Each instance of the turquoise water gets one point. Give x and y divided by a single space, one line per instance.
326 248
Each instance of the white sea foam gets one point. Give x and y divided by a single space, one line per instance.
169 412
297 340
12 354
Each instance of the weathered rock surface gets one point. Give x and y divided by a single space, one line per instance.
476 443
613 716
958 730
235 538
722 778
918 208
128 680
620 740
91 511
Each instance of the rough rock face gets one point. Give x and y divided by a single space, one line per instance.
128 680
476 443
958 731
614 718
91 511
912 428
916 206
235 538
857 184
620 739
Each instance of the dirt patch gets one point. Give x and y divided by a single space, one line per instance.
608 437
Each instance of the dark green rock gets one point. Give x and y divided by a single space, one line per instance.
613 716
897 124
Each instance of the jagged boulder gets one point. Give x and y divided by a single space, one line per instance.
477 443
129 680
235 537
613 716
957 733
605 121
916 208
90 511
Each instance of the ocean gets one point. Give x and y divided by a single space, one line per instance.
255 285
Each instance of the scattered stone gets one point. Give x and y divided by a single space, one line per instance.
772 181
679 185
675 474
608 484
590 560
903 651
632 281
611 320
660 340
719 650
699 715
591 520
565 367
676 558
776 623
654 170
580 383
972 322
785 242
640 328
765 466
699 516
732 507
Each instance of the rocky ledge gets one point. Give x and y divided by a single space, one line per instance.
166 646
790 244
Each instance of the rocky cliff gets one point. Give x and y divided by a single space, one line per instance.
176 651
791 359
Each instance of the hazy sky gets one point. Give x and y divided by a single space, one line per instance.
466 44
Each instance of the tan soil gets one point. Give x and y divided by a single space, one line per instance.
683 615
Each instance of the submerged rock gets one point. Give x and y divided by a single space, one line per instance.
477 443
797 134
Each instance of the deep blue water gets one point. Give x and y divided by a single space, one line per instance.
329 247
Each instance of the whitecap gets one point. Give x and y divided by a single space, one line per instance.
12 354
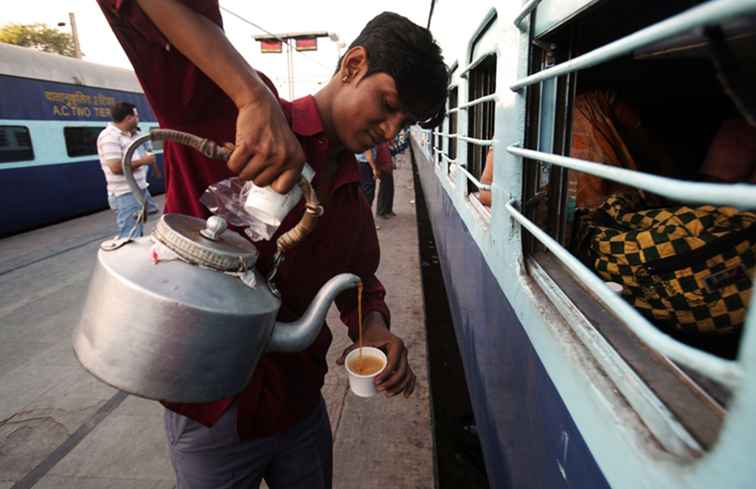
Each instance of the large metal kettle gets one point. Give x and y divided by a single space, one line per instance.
193 327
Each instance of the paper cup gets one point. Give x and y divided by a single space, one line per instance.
271 207
362 385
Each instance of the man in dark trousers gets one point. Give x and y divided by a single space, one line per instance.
392 75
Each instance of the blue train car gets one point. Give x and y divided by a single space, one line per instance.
52 109
571 386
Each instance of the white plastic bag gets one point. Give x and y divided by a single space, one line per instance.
259 210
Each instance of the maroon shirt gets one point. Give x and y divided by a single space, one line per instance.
285 387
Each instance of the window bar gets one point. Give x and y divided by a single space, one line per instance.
473 64
479 142
471 177
708 13
479 100
727 372
526 10
738 195
448 159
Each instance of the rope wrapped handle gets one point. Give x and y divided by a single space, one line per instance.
213 150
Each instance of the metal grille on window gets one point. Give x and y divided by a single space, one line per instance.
480 122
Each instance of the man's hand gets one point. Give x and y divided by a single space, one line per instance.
397 377
266 150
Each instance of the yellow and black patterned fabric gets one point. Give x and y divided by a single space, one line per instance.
689 268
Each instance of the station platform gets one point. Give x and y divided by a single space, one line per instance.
61 428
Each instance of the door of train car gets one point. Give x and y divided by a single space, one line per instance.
602 300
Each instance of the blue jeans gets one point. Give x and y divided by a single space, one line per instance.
127 208
216 458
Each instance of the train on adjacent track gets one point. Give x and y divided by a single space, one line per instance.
52 108
571 385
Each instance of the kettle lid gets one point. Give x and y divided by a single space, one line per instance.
206 243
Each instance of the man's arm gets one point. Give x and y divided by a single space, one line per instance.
116 167
266 150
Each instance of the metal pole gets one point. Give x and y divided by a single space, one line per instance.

Goal :: Retype all entries exactly as they appear, dropping the images.

Solution for this problem ::
Each instance of the turquoise water gets one point. Give x and y divided by a single space, one line per instance.
326 248
Each instance of the white sea foam gets one point. Give x and y divided by a single space, one line per instance.
169 412
297 340
12 354
Each instance of the weathered rock surface gets one point. Give x and y divided by a single space, one line per instance.
476 443
613 716
958 730
235 538
722 778
918 208
128 680
620 740
91 511
Each instance of the rough rock face gets one point. Give x and y divided by a single space, one line per instance.
128 680
476 443
958 731
614 718
91 511
912 428
916 206
235 538
857 184
620 739
Each instance of the dirt patch gets one point. Give x and y divided by a single space, one line per instance.
608 437
Each instance of the dark green rock gets one point. Give x and y divided by a single space, one line per instance.
613 716
897 124
Each instance of the jagged boulder gets one point. Give x and y divided by a single space, one line per instance.
477 443
129 680
235 537
613 716
957 733
605 121
916 208
90 511
Each instance of the ocean gets one point. Give x and y divided by a single space, one line per instance.
255 285
Each instance of the scattered stone gets one point. Give x and y divided by a single space, one line per instance.
772 181
679 185
675 474
608 484
590 560
903 651
632 281
611 320
660 340
719 650
699 715
591 520
565 367
676 558
776 623
654 170
580 383
972 322
785 242
640 328
765 466
699 516
732 507
Each instance of the rocky ledge gets one point. Give x and y divided by a single space, one line per instance.
166 646
790 244
Each instance of the rocky cliff gets one point. Give x and y divided by a single space, one line per instance.
176 651
791 359
Each instance of the hazy sky gets one point. Give x and y divided by a single space, one line per instance.
466 44
Each instance of the tan soil gets one point. Give x and y divided by a single space, one line per instance.
683 615
Each instance of the submerged rock gets one point. Give x and y divided by a single space, one line per instance.
477 443
797 134
Each instance of the deep blue water gets one point. Give x and y divided by a single space, one line per instance.
329 247
Each instance of the whitecap gets one point. Give x and y divided by a single space, one line per instance.
12 354
Each instance of the large metal kettle gets one point. Give x and y divided by a single space, one line per instance.
193 327
Each instance of the paper cup gets one point. Give x and y divided by a single space, one line per instance.
271 207
362 385
Each instance of the man in dark trousers gets one point. Give x and y divided by a single space, one line per instance.
392 75
Each instance of the blue train car gets one point. Give x and y divided by a single space, one line per instance.
52 109
571 386
Each instance of the white plastic bag gets one point. Give x and y divided by a single space, one line per instance.
259 210
Each instance of the maroon shirt gets one point. Give x and y divided by a single space, one line per instance.
285 387
Each instance of the window bar gets one point. Give x and y divided by a single space, one line per instance.
473 64
479 142
471 177
708 13
479 100
727 372
526 10
738 195
448 159
Each instance of the rope wrapped handle gets one point. Give x and y divided by a single space, one line per instance.
213 150
Each instance of the metal grille on window gets one point. Give x and y divided by a single space, one line per instance.
480 122
Each instance of the man's hand gets one point. Give x and y divided by a single space, one line per instance.
397 377
266 150
Each instance of the yellow and black patterned fabric gets one point. Give x and y divided by a single space, one line per instance.
689 268
Each instance of the station platform gets one point. Give x and y divided by a single space, one line per instance.
61 428
Each instance of the door of train car gets one point. Give x and y divided by a single space, one line per instance.
602 300
Each instance of the blue jeans gets one point. Give x and y divided by a single space, one line per instance.
127 208
216 458
Each instance of the train on adjacent track gets one point. Give x and y divided by a single space, one line per instance.
52 108
571 385
Each instance of the kettle lid gets one point. Give x and y divided by a single space, one line per instance.
206 243
Each instance of the man's arm gets one point. Give x and y divided by a single space, one line per instance.
116 167
266 150
Each instance of the metal pole gets one point. Give x and y divided by a single space, one line per instance.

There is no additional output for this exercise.